BEGIN Quoted passage

An innovative IT platform developed at Guy’s and St Thomas’ can identify high risk diabetes patients who are on a waiting list, enabling them to be prioritised for urgent care and contributing to a reduction in health inequalities.

Details of the pilot project, which is funded by Guy’s and St Thomas’ Charity, were published in a new paper in Diabetes Research and Clinical Practice and show how the platform can flag “hidden risk” patients, whose condition is deteriorating, when clinicians may be unaware.

It prioritises them to get the treatment they need to stabilise their condition. Results from the project showed that of more than 4,000 people on a waiting list for diabetes appointments at Guy’s and St Thomas’, 549 (13.6%) of them were at risk of their health worsening.

Of the 101 highest risk patients the tool prioritised to be seen earlier than scheduled, 40 received treatments that reduced their risk and prevented their condition getting worse.

The proof-of-concept study also found that a disproportionate number of patients highlighted as high-risk were from minority backgrounds and lived in areas of social deprivation.

Diabetes patient George Brown, 71, has had the disease for 48 years and used to check his blood sugar levels by doing regular finger-prick tests. Under the pilot project, he was flagged as of higher risk and given a digital sensor to use.

It connects to a phone app, which regularly monitors his levels and flags any potential issues in real-time to him and also to his clinicians.

The retired electrician, from Ladywell in south east London, said: “The sensor is much easier to use than having to prick my finger. It has an alarm which tells me if my sugar levels are too low or high, and I can better manage my diabetes at the time. The sensor and the app are very easy to use, too.”

END Quoted passage

## Activity list
1. Quote the article on the diabetes waiting-list platform word for word, starting at "The proof-of-concept study" and ending at "of social deprivation.".
2. In the article on the diabetes waiting-list platform, how many of the 101 highest risk patients prioritized by the tool received treatments that reduced their risk?
3. Continue the article on the diabetes waiting-list platform from its last sentence.

BEGIN Data listing

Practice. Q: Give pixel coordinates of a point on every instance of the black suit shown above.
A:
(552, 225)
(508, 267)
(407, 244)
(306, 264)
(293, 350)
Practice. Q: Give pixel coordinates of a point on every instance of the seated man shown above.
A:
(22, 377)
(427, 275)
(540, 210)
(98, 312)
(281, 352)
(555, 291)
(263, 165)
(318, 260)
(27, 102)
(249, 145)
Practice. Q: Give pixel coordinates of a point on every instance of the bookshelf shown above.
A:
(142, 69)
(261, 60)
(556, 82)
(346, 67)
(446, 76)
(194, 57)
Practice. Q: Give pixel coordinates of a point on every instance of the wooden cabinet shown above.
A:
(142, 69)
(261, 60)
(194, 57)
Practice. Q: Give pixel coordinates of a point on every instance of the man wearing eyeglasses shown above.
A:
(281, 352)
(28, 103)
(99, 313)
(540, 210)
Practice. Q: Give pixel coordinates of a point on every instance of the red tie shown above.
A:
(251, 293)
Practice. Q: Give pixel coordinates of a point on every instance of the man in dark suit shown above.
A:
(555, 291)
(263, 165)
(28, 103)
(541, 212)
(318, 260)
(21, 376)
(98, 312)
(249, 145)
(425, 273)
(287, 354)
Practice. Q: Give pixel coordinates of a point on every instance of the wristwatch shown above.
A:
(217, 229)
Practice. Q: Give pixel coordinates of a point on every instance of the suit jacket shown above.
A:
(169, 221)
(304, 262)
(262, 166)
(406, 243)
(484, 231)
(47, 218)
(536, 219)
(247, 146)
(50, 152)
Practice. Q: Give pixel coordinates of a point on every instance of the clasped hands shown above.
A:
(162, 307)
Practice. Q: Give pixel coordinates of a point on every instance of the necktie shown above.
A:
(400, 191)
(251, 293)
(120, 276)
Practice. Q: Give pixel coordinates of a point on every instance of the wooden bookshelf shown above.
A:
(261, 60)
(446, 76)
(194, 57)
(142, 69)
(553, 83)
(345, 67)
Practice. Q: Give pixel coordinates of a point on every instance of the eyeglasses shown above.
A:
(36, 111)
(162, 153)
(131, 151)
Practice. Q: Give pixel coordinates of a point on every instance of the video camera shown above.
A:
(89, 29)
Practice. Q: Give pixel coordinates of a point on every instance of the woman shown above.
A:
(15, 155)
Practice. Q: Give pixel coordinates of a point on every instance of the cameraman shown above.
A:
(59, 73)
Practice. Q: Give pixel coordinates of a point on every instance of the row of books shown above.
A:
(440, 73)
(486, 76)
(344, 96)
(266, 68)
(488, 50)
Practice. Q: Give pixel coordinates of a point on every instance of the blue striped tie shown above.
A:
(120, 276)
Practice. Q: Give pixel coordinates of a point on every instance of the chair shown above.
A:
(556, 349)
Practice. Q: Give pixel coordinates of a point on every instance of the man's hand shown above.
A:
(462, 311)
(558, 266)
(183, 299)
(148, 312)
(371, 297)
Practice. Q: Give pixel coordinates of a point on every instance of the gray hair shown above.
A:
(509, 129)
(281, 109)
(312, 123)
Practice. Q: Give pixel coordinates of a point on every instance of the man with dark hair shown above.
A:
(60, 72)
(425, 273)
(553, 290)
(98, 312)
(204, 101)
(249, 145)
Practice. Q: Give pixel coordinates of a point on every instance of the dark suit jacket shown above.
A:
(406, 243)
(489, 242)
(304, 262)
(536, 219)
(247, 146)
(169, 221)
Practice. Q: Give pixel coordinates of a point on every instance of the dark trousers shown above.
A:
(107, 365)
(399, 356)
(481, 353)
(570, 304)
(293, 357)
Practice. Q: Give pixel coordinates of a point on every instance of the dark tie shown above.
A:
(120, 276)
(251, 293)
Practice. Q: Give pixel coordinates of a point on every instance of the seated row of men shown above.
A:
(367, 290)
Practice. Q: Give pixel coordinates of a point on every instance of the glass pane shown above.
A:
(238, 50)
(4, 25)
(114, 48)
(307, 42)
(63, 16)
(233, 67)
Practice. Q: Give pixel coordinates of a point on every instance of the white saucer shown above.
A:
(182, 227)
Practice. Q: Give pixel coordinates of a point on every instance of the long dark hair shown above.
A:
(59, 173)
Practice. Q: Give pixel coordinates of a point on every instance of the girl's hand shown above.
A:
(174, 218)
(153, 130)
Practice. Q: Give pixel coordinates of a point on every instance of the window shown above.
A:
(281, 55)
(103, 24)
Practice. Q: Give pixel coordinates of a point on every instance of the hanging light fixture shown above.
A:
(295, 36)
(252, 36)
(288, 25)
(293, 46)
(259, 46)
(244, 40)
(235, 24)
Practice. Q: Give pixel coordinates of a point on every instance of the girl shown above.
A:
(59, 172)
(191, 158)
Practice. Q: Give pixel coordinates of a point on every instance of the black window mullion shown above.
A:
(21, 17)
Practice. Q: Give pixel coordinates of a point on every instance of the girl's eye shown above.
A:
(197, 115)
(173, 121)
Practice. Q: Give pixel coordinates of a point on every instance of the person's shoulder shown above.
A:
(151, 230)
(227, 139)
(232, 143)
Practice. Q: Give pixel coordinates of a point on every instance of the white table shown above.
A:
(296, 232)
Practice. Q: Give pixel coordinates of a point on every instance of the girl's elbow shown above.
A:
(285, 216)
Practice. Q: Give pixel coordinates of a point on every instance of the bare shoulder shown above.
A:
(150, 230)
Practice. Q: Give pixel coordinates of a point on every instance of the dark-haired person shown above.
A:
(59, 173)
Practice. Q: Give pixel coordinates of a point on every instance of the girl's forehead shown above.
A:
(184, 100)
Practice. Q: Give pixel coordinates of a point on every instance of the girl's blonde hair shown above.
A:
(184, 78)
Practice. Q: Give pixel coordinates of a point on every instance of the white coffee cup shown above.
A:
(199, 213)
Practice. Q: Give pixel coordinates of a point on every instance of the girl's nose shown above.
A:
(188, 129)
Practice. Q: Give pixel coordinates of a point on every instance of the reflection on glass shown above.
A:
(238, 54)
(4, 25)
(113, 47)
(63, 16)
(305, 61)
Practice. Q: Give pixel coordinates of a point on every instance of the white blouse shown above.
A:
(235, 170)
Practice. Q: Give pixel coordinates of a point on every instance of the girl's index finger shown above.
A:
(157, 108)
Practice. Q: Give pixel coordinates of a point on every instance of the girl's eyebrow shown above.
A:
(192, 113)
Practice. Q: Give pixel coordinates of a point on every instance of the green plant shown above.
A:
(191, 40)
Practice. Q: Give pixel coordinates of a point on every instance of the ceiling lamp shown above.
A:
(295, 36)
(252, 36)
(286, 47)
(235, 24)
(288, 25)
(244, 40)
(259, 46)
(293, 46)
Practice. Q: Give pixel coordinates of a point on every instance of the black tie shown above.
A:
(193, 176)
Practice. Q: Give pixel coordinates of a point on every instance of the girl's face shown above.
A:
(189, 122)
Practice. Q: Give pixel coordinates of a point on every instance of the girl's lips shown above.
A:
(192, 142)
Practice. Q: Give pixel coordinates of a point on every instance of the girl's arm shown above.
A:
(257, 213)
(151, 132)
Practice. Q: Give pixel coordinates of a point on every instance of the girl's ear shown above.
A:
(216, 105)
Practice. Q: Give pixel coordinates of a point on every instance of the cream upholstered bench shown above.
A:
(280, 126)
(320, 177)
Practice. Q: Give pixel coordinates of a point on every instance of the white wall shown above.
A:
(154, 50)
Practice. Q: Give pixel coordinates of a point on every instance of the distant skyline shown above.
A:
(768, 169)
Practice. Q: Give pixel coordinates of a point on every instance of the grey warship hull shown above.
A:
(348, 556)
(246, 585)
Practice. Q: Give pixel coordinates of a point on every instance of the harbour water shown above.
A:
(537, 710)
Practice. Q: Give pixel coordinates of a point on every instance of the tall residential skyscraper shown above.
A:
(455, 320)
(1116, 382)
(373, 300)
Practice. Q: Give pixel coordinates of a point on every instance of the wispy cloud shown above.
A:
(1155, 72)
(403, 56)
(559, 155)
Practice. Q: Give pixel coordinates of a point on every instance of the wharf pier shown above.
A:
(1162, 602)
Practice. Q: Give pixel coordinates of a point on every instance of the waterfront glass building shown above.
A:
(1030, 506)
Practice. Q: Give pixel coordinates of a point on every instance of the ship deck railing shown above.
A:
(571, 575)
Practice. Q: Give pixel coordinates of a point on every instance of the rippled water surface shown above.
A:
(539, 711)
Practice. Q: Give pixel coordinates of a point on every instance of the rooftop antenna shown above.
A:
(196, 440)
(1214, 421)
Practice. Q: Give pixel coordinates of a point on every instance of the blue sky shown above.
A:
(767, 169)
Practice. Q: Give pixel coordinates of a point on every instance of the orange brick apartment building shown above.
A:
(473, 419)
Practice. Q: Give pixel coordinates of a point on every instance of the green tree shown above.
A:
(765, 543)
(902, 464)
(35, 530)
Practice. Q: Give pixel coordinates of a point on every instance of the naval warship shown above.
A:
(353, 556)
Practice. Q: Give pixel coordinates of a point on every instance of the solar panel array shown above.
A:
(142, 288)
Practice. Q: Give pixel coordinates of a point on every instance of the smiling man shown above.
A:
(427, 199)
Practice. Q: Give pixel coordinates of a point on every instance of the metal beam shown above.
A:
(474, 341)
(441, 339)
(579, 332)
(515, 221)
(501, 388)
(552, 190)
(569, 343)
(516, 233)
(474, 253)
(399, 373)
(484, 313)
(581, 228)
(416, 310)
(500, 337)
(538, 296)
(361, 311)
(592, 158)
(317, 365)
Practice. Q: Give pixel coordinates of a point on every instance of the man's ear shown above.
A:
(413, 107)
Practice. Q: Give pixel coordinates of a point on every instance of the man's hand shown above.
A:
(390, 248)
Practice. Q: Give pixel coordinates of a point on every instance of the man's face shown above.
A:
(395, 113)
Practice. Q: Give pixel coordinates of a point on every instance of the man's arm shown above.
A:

END Data listing

## Outputs for the tasks
1.
The proof-of-concept study also found that a disproportionate number of patients highlighted as high-risk were from minority backgrounds and lived in areas of social deprivation.

2. 40

3.
Plans are now underway for the data prioritisation tool to be used more widely in south east London and beyond, as one way of tackling health inequalities while also helping hospital teams plan appointments more efficiently.

The partnership between Guy’s & St Thomas’ Charity and the Trust’s Centre for Innovation, Transformation and Improvement (CITI) is central to the charity’s long-term focus on innovation and improvement, driving positive change for patients.

The charity has committed to further funding that will support the next phase of the programme.

Colin Kinloch, director of funding at Guy’s and St Thomas’ Charity said: “This pilot study is a brilliant example of how funding innovative technologies can lead to significant improvements in health outcomes and a reduction in health inequalities.

“We are very much looking forward to building on this award-winning pilot through the next phase of our partnership with the fantastic CITI team.”

Lots of work is being done to improve the lives of those living with diabetes. Back in May, we reported that a randomised control study has shown that using the Healum planning software and app significantly improves health outcomes for Type 2 diabetes patients.